Work instructions
Your copy should hold every record verbatim and none of the pictures.

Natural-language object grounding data
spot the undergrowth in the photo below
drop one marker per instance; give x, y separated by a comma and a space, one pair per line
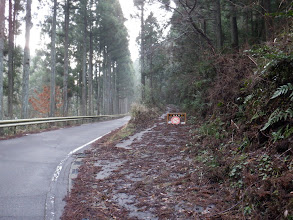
246, 142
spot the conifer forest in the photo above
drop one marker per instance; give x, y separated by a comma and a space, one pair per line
227, 64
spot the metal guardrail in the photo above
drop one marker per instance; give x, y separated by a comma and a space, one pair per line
33, 121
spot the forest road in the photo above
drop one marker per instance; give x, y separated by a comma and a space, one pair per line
34, 169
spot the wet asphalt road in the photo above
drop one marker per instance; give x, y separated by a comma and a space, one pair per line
28, 164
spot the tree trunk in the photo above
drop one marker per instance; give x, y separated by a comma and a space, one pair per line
10, 62
268, 21
218, 24
66, 60
142, 52
90, 80
2, 36
83, 98
26, 61
53, 63
234, 28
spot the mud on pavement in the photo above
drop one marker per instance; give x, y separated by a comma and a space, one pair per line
150, 175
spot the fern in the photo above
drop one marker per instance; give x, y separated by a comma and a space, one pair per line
277, 116
284, 90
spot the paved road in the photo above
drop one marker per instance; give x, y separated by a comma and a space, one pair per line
34, 169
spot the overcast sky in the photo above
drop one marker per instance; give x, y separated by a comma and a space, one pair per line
132, 24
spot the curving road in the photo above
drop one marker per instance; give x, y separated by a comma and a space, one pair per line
34, 169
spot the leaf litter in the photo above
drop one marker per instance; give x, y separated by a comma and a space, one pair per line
149, 175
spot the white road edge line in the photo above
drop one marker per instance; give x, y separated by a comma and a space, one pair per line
50, 201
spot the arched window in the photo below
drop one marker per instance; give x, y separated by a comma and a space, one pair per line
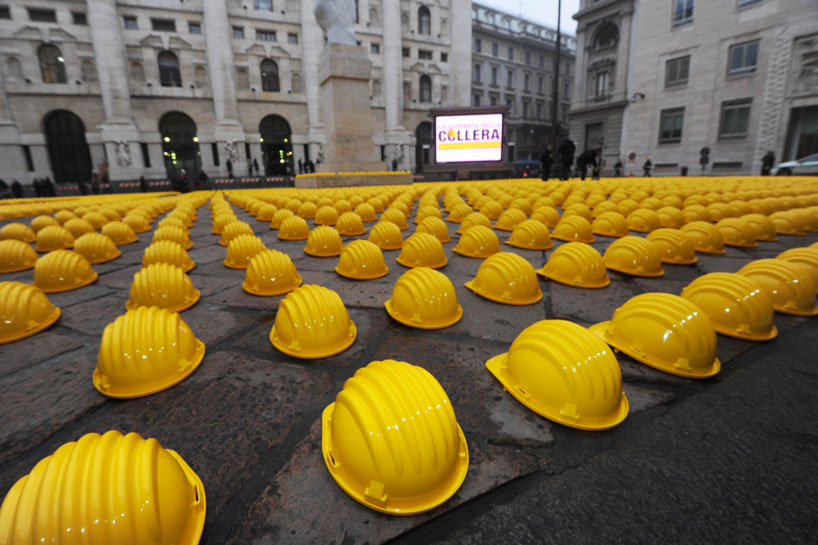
169, 74
425, 88
424, 20
52, 64
269, 76
606, 36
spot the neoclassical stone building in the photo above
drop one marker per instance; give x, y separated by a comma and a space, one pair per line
666, 79
513, 66
149, 87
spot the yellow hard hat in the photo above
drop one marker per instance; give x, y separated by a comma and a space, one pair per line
359, 441
120, 233
635, 256
705, 237
145, 351
386, 235
241, 249
54, 237
350, 224
737, 232
424, 298
180, 237
789, 284
507, 278
435, 227
271, 273
422, 250
312, 322
475, 218
673, 246
479, 242
24, 311
564, 373
807, 257
167, 251
294, 228
162, 285
643, 220
324, 241
96, 248
40, 222
530, 235
62, 270
16, 255
361, 260
573, 229
610, 224
509, 219
666, 332
576, 264
738, 306
106, 489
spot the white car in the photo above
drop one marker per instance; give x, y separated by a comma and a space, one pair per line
804, 166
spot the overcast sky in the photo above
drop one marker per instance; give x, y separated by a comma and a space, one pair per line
543, 12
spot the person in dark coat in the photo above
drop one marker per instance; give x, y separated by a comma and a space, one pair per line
767, 163
546, 160
567, 150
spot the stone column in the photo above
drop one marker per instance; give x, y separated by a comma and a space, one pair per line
119, 133
218, 40
312, 43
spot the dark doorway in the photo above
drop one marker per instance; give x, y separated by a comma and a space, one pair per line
276, 145
180, 146
67, 147
423, 146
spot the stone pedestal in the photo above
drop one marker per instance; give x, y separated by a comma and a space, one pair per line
344, 78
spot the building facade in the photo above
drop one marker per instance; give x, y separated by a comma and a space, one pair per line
667, 79
513, 62
150, 87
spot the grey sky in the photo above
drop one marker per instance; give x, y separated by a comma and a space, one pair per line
543, 12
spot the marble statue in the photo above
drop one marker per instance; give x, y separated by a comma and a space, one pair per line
337, 20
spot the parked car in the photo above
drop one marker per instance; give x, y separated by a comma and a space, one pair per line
799, 167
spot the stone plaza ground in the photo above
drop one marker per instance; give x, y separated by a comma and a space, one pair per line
729, 459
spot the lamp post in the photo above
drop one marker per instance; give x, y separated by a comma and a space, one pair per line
555, 94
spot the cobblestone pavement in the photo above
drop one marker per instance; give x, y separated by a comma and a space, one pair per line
248, 420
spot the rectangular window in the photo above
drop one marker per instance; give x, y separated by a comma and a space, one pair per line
265, 35
743, 58
42, 15
146, 156
670, 126
735, 118
682, 12
214, 151
163, 25
677, 71
601, 84
29, 161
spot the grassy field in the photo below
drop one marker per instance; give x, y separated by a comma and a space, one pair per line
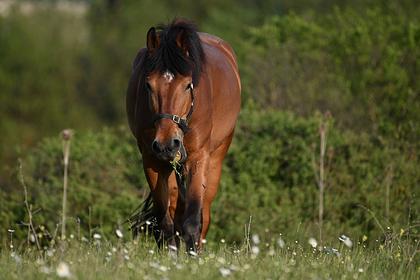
255, 259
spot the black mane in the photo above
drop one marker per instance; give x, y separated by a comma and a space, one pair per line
168, 56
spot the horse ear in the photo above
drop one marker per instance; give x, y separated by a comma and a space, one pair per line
182, 41
152, 39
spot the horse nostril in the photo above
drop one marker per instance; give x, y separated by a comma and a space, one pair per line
156, 147
176, 143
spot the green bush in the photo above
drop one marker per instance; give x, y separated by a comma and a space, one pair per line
363, 67
269, 173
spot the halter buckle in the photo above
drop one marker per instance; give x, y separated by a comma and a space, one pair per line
176, 119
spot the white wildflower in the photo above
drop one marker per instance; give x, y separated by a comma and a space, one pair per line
281, 242
118, 233
255, 239
346, 240
45, 269
172, 248
312, 241
225, 271
63, 270
193, 253
255, 250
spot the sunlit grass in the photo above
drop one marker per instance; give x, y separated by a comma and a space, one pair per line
101, 259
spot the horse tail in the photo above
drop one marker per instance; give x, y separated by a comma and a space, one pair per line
143, 219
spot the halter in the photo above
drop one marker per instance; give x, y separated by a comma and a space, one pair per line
181, 122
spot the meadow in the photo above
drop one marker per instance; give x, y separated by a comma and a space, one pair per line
322, 177
278, 258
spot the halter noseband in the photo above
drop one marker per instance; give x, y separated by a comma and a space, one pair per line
182, 123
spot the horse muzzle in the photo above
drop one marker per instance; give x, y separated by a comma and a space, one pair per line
168, 151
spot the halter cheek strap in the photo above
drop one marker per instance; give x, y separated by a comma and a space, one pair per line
181, 122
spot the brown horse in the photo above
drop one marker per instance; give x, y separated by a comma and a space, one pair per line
183, 101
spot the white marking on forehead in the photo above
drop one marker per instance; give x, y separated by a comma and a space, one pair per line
168, 76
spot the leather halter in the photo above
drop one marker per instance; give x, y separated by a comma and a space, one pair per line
181, 122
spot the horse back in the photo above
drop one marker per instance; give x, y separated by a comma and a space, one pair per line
222, 73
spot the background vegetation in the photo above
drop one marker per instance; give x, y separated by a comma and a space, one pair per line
358, 60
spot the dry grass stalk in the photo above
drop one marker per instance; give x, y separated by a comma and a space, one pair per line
66, 135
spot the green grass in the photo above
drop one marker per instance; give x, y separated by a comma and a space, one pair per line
141, 260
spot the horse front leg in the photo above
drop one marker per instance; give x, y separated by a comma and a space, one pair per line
164, 193
192, 225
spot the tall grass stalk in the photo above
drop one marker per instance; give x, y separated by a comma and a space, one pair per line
323, 130
31, 228
66, 135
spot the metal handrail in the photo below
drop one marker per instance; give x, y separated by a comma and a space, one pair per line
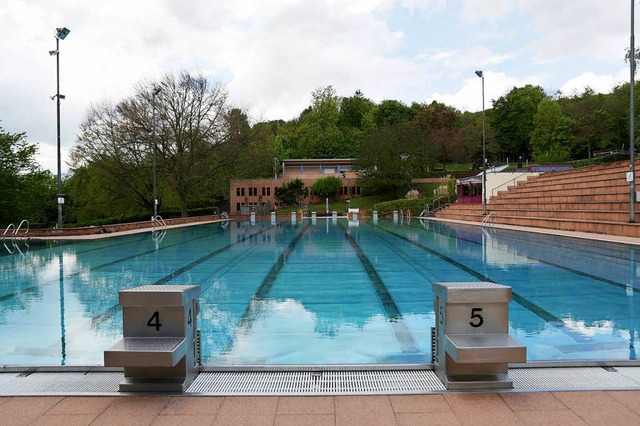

Response
spot the undergrowth in the photo below
drop one marker per instance; give x, y separated by a comma and a space, one pair per line
246, 142
spot the conifer forest in the photo above
drop one marker per instance; give x, y separated by a comma and a space, one pair per line
227, 64
spot the metal guardrail in the photo above
drop one marker per instance; give x, y separated by a comma and a space, one pair per line
33, 121
spot the forest road in the photo above
drop one marker per instance; give x, y separated by a comma and a space, one pair per line
34, 169
spot the wet asphalt road in the photo above
drop one marker per instance; give x, y separated by a comma and a space, one pair per line
28, 164
spot the tree trunk in the photo above
drop one marker per instance; give x, y separated by a comma and a space, one pair per line
10, 62
268, 21
218, 24
66, 60
142, 52
90, 80
2, 36
83, 98
26, 61
53, 63
234, 28
spot the mud on pavement in the photo above
drop one marker per instance; give x, y separated by a comma and a space, one pair per line
150, 175
spot the fern in the photo above
drop one marker per instance; give x, y separated by a comma and a space, one pair per line
277, 116
284, 90
spot the paved road in the photo above
drop one marker per instance; give x, y separated by a comma and a space, one pair per line
34, 169
spot the overcast sky in the photo above
drop one marker per instance; give x, y separated by a comma and a space, one pair per line
132, 24
spot the curving road in the photo above
drop one marker per instance; give x, y separated by a comma and a space, one pair per line
34, 169
spot the leaf litter in the photo above
drop one marker per instance; give x, y separated by a comma and a space, one pair per line
149, 175
spot the white road edge line in the photo above
drop one marker per instance; give x, y separated by a comma and a space, one pair per line
50, 201
spot the arched window in the photo below
drop one marker per instance; give x, y separated by a comma and a space, one pair per line
169, 74
425, 88
424, 20
52, 64
269, 76
606, 36
spot the neoclassical stone building in the photo above
drop one marker per instance; give x, y separated by a comma and a space, one pair per line
666, 79
513, 66
149, 87
spot the yellow hard hat in the photo above
drop one marker per instance; give x, y separated by a comma and a space, one pair per line
359, 441
120, 233
635, 256
705, 237
145, 351
386, 235
241, 249
54, 237
350, 224
737, 232
424, 298
180, 237
789, 284
507, 278
435, 227
271, 273
422, 250
312, 322
475, 218
673, 246
479, 242
24, 311
564, 373
807, 257
167, 251
294, 228
162, 285
643, 220
324, 241
96, 248
40, 222
530, 235
62, 270
16, 255
361, 260
573, 229
610, 224
509, 219
666, 332
576, 264
738, 306
106, 489
spot the white car in the photo above
drop one marker per instance; give x, y separated by a comma and a space, one pair per line
804, 166
spot the overcast sky in the photo above
drop one marker per instance; give x, y separated by a comma and a space, one pair per line
543, 12
spot the person in dark coat in the photo above
drop one marker per instance; give x, y separated by a comma and a space, one pair per line
767, 163
546, 160
567, 150
spot the stone column in the photo above
drop one marker per instance; give x, y separated by a comma and a space, one pair per line
119, 133
218, 40
312, 43
spot the dark doorway in the photo above
drop one marker per instance; give x, y separated by a comma and a space, one pair per line
276, 145
180, 146
67, 147
423, 146
spot the stone pedestal in the photo above
drop one marker per instance; give x, y separated by a comma and a space, one pair per line
344, 78
spot the building facade in the photo above
drop one marker per instance; give x, y separated by a comma and a space, one pair per line
667, 79
513, 62
150, 87
spot the grey sky in the photo above
drop one marker per instance; give x, y separated by a comma and a space, one pair per line
543, 12
spot the marble statue in the photo above
drop one marker per instance; give x, y separated by a comma and a space, one pair per line
337, 20
spot the parked car in the photo above
drop one marker per instance; give x, y separated by a comma and a space, one pair per line
799, 167
spot the stone plaza ground in the photo above
drop one marker per instance; give x, y separated by a comma and a space, one pair per line
729, 459
spot the lamp post in the photo above
drop one marker per instance; give x, y separated by a comma and a space, one pair per line
555, 94
spot the cobblestone pavement in the photo above
drop one marker per instance; give x, y separated by a comma and a space, one pair per line
248, 420
spot the rectangular window in the photo above
drop one marker per instance; give x, y separated by a comma and a space, one pair per line
265, 35
743, 58
42, 15
146, 156
670, 126
735, 118
682, 12
214, 151
163, 25
677, 71
601, 84
29, 161
spot the grassy field in the photo below
drop one marker per instance; give x, y separated by a comma and a space, one pair per line
255, 259
spot the black mane in the photo above
drop one marker per instance; give x, y separated by a comma and a space, one pair per line
168, 56
spot the horse ear in the photo above
drop one marker per instance; give x, y separated by a comma and a space, one pair per line
182, 41
152, 39
spot the horse nostril in the photo above
drop one marker per instance; give x, y separated by a comma and a space, one pair per line
156, 147
176, 143
spot the green bush in the photo above
drop one marker per instance; give x, y separated by a comma and a space, one pair per line
363, 67
269, 173
spot the halter buckle in the photo above
drop one marker per instance; give x, y separated by a comma and a space, one pair per line
176, 119
spot the white wildflower in the photo above
drop one marker per instance; give x, y separated by a comma and a space, one pair per line
281, 242
118, 233
255, 239
346, 240
45, 269
172, 248
312, 241
225, 271
63, 270
193, 253
255, 250
spot the sunlit grass in the photo above
drop one marker per instance; give x, y separated by a comma and a space, one pair per line
101, 259
spot the horse tail in the photo above
drop one marker per instance; give x, y separated by a comma and a space, one pair per line
143, 219
spot the halter in the photo above
drop one marker per instance; give x, y separated by a comma and a space, one pair per line
181, 122
spot the meadow in the photo above
drop one marker per instance; give x, y separated by a comma and a space, one pair per line
322, 177
278, 258
spot the halter noseband in the photo above
drop one marker per instance; give x, y separated by a comma and a space, one pair per line
182, 123
spot the horse muzzle in the photo above
drop one marker per instance; give x, y separated by a comma and a space, one pair per line
168, 151
spot the halter cheek strap in the photo above
drop one marker per instance; give x, y separated by a comma and a space, one pair per line
181, 122
spot the brown horse in the photo above
drop one marker per instance; give x, y separated by a comma and a space, one pair per line
183, 101
spot the white marking on forehead in the photo above
drop one marker per instance; give x, y separated by a comma and a space, one pair per line
168, 76
spot the leather halter in the photo above
drop one marker per instance; give x, y separated by a comma and a space, one pair per line
181, 122
spot the horse back in the photo above
drop one marker per instance; give x, y separated by a comma and a space, one pair per line
222, 73
spot the background vegetation in the photo above
drop one marker per instance; give x, y separated by a comma and a space, one pair per line
358, 60
spot the dry grass stalk in the photo above
drop one marker per instance; give x, y separated by a comma and a space, one pair per line
66, 135
spot the green grass in the photo above
drop one marker per instance; give x, y separated by a comma and a space, one pair per line
141, 260
spot the horse front leg in the photo above
drop one marker per instance; give x, y separated by a comma and a space, one pair per line
164, 193
192, 225
spot the tall grass stalk in the photo above
drop one marker per instance; give x, y separated by a comma and a space, one pair per line
323, 130
31, 228
66, 135
spot the metal handrail in the photo below
drop one marker per instance; give x, y separated by a comma and a space, one pair per line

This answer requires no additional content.